▸ STATED PROBLEM
Images should be left out, and everything else in the listing reproduced exactly.

______

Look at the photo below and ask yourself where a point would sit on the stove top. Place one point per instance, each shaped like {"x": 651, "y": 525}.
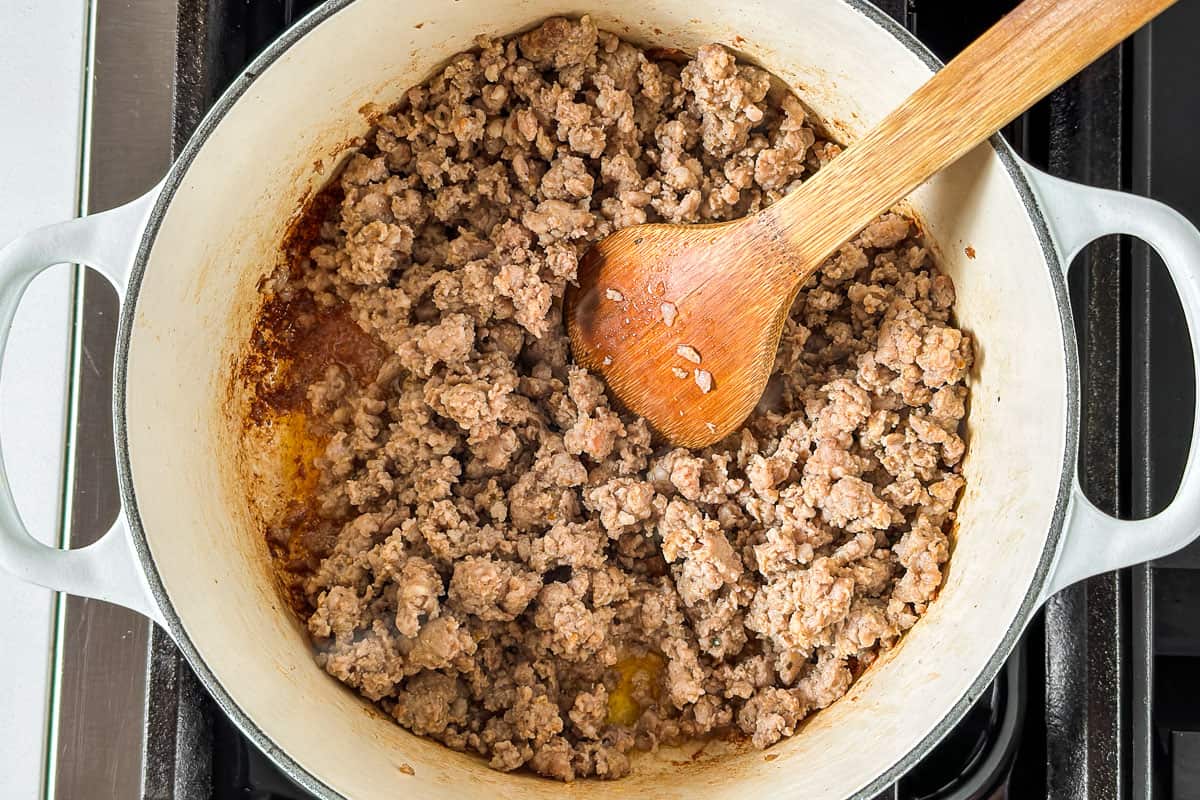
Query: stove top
{"x": 1098, "y": 699}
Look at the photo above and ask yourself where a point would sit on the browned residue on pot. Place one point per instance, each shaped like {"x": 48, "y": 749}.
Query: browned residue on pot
{"x": 292, "y": 346}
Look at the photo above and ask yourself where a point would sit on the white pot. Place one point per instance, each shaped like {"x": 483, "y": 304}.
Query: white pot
{"x": 186, "y": 259}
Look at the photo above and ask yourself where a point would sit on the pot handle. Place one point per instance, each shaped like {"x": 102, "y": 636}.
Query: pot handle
{"x": 1095, "y": 542}
{"x": 107, "y": 569}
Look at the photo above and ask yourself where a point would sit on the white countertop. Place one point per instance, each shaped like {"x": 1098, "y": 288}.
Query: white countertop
{"x": 41, "y": 77}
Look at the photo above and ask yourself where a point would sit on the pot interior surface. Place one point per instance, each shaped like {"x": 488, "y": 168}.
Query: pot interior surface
{"x": 221, "y": 233}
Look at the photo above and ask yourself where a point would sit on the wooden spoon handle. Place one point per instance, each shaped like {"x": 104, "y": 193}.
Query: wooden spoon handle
{"x": 1030, "y": 52}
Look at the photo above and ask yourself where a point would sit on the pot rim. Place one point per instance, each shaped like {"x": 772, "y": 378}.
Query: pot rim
{"x": 300, "y": 774}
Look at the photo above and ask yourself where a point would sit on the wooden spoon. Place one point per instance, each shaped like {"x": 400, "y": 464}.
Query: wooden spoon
{"x": 653, "y": 298}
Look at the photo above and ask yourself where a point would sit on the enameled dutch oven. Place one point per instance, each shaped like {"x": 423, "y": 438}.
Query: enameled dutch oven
{"x": 187, "y": 256}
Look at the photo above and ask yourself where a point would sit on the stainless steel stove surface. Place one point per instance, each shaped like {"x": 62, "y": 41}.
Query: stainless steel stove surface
{"x": 1099, "y": 699}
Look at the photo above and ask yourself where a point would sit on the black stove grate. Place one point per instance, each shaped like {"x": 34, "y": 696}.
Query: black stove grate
{"x": 1075, "y": 714}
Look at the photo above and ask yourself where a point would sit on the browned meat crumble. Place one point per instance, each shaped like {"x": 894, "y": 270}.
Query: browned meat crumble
{"x": 497, "y": 555}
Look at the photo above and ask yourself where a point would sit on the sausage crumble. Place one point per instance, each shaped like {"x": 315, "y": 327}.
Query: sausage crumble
{"x": 495, "y": 553}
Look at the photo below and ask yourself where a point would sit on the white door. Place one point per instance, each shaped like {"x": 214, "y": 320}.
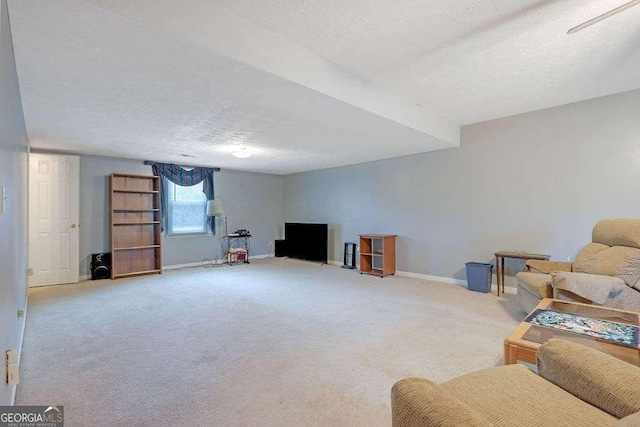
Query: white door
{"x": 54, "y": 237}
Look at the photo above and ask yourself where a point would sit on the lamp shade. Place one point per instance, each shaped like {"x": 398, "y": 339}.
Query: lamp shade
{"x": 214, "y": 207}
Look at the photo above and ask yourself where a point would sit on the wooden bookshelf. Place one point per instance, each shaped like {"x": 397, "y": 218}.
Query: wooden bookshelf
{"x": 378, "y": 254}
{"x": 135, "y": 225}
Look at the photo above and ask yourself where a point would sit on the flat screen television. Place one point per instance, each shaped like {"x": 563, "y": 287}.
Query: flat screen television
{"x": 306, "y": 241}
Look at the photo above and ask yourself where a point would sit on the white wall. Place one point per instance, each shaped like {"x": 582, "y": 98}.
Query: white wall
{"x": 536, "y": 182}
{"x": 252, "y": 201}
{"x": 13, "y": 175}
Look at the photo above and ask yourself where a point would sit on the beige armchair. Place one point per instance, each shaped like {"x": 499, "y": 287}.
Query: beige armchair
{"x": 605, "y": 272}
{"x": 575, "y": 386}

______

▸ WRITTEN RESPONSE
Look at the photo below and ask yourself where a point would sit on the stove top. Place one point per instance, each shaped like {"x": 651, "y": 525}.
Query: stove top
{"x": 1098, "y": 699}
Look at the photo above and ask yourself where a point would sit on the browned residue on pot. Place one point per instance, each shaped like {"x": 48, "y": 749}.
Query: browned residue on pot
{"x": 292, "y": 346}
Look at the photo above and ask yourself where a point would sit on the white pot. Place one point per instance, each shaped like {"x": 483, "y": 304}.
Query: white pot
{"x": 186, "y": 259}
Look at the photo above and ask yourself where a point would sit on the pot handle. Place one point per instance, each shaped like {"x": 102, "y": 636}.
Query: pot handle
{"x": 1095, "y": 542}
{"x": 107, "y": 569}
Look at the photo above and ask yourself where a point would sit on the white countertop. Place one point per instance, each shaped like {"x": 1098, "y": 288}.
Query: white countertop
{"x": 41, "y": 77}
Look at the photo above and ask yourself where a point would sit on the pot interior surface. Place one point per instance, each shaped like {"x": 488, "y": 168}.
Query: pot interior surface
{"x": 221, "y": 233}
Look at the photo above and ask yourself where a point would sit on the wooden spoon handle. Place one point per instance, each shaped like {"x": 104, "y": 193}.
Query: wooden spoon handle
{"x": 1030, "y": 52}
Look at the photo above and ask yourself where a point would sit on the pot rim. Place one point per instance, each shaped like {"x": 772, "y": 378}.
Query: pot rim
{"x": 300, "y": 774}
Look at the photo above and ask yourself where a point would sit on the wooden spoon. Place one point per instance, each shaped like {"x": 400, "y": 464}.
Query: wooden spoon
{"x": 653, "y": 298}
Look at the photo above and ask yourself where a point would sit on the enameled dutch oven. Place one point per instance, each shaped like {"x": 423, "y": 438}.
Query: enameled dutch oven
{"x": 187, "y": 256}
Look at the photo above and ask yourself where a point would sit on the stainless steel stove surface. Place one point per instance, each shaped like {"x": 62, "y": 41}.
Query: stainless steel stove surface
{"x": 1099, "y": 699}
Look at the photo above and ask yourself where a point would sit on the black stove grate. Place one point per instance, each shaped like {"x": 34, "y": 696}.
Query: black stove grate
{"x": 1075, "y": 714}
Look at the photo above and ask yourself where a point would sit on the browned meat crumble. Place one point per instance, each shaped like {"x": 894, "y": 270}.
Query: browned meat crumble
{"x": 497, "y": 555}
Look at the photo above and ask yourself where a point would sit on the sausage crumble. Place one point per instance, each shaped like {"x": 315, "y": 327}.
Query: sausage crumble
{"x": 495, "y": 553}
Look at the photo below and ask yourself where a point would sit on the white door. Place one point per instance, each shaped like {"x": 214, "y": 320}.
Query: white door
{"x": 54, "y": 237}
Look at the photo above and ask yourself where a point would sit on the lamp shade. Place one point per instance, each shaped like {"x": 398, "y": 339}.
Query: lamp shade
{"x": 214, "y": 207}
Look at the photo above and ask yourself where a point would sit on the wooden bookshelf. Place one point per instance, each shaped like {"x": 397, "y": 218}.
Query: wooden bookshelf
{"x": 378, "y": 254}
{"x": 135, "y": 225}
Look at the photo above and ask yourself where a point would sit on the flat screen television. Place one point per instance, each shaped like {"x": 563, "y": 287}.
Query: flat screen television
{"x": 306, "y": 241}
Look at the photo above and ask yourself where a point would sit on the white wall. Place one point per instance, each shaped like {"x": 582, "y": 98}.
Query: white wall
{"x": 536, "y": 182}
{"x": 252, "y": 201}
{"x": 13, "y": 175}
Look at the photo above and ask yourself where a point would sit on the beige armchair. Place one point per instance, each shaped like {"x": 499, "y": 287}.
Query: beige armchair
{"x": 605, "y": 272}
{"x": 575, "y": 386}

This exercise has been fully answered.